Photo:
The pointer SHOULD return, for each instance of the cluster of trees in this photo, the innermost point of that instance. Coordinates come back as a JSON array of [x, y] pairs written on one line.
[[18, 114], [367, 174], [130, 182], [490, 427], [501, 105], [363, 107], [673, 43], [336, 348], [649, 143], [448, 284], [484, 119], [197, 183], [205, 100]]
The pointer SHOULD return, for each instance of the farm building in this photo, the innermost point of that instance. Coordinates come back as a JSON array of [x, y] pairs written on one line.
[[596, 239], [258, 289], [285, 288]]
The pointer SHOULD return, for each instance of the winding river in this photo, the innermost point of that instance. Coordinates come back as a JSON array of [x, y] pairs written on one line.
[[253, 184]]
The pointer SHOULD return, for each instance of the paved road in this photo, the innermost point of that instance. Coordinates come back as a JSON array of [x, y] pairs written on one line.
________________
◆ TO DO: Please copy the whole listing above line for line, without changing a single character.

◆ EXERCISE RESULT:
Photo:
The pointer SHOULD return, for each instance of the cluster of trees in this photo, the innermost point of that instance. Coordinates come back as a JSON array of [x, y] pairs written on one line.
[[18, 114], [367, 174], [130, 182], [490, 427], [501, 105], [363, 107], [673, 43], [336, 348], [649, 143], [448, 284], [484, 119], [197, 183], [205, 100]]
The pointer SHOULD return, for each instance of the farm building in this photo, the innermost point of that instance. Coordinates come back as a JSON array of [x, y] pairs written on one line.
[[596, 239], [258, 289], [285, 288]]
The pointer SHOULD return, for each instance of the winding river in this photo, the innermost point of that instance. Coordinates come back as a JSON array of [x, y] pairs written on one line.
[[253, 184]]
The pointer SHOULD return, for each instance of the paved road in this photo, the innermost point of that instance. Coordinates come back as a JSON array of [x, y] pairs written on one line.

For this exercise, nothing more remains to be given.